◆ PROBLEM DETAILS: Print word for word the first line of the records below and every following line through the one containing "A point belongs on each instance of the brass keyhole"; print nothing else.

= = =

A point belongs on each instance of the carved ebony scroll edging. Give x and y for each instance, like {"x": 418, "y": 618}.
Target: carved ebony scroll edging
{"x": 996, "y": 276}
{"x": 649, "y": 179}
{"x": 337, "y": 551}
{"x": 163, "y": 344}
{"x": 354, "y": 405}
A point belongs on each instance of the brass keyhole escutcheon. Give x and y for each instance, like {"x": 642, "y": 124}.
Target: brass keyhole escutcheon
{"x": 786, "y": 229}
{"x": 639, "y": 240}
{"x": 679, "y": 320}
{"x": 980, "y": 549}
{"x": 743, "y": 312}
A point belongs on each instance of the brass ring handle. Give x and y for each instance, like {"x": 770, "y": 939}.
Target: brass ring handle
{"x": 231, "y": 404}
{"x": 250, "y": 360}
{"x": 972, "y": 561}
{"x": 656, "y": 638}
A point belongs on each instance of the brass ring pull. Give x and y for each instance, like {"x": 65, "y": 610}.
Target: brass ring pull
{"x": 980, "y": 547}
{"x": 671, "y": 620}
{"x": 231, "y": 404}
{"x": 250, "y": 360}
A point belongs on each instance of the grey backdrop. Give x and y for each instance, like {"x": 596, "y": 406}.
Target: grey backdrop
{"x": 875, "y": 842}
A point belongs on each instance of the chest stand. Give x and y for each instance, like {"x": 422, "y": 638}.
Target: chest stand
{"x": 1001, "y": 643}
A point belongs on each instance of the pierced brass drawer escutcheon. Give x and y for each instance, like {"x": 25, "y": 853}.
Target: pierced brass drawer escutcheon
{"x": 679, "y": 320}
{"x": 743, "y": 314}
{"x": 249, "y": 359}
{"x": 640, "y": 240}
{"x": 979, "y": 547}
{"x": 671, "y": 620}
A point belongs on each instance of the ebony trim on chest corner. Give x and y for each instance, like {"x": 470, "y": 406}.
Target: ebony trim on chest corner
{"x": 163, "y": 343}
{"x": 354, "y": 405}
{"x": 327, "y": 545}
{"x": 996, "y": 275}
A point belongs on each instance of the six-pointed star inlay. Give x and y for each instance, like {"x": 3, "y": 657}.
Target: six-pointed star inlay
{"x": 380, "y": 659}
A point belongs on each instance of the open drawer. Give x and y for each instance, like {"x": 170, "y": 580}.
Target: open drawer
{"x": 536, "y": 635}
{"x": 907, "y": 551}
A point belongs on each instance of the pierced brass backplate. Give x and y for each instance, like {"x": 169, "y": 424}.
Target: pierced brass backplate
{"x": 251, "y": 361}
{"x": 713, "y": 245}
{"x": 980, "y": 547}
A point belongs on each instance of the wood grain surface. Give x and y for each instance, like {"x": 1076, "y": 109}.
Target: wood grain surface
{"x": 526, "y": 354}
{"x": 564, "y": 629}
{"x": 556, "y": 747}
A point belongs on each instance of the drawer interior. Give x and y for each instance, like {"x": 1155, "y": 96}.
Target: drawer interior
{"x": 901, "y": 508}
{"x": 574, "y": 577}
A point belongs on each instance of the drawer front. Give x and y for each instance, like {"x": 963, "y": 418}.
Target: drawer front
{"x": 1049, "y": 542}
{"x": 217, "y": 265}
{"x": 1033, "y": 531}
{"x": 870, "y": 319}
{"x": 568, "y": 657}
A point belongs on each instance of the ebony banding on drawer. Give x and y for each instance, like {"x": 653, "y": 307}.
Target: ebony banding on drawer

= = =

◆ RESPONSE:
A point belongs on each instance of the carved ebony scroll edging. Give x and y for each instance, like {"x": 418, "y": 618}.
Target: carved ebony scroll edging
{"x": 996, "y": 276}
{"x": 649, "y": 179}
{"x": 337, "y": 551}
{"x": 163, "y": 344}
{"x": 354, "y": 405}
A point belongs on each instance of the brass keyhole escutcheon. Give x and y for each instance, like {"x": 642, "y": 124}.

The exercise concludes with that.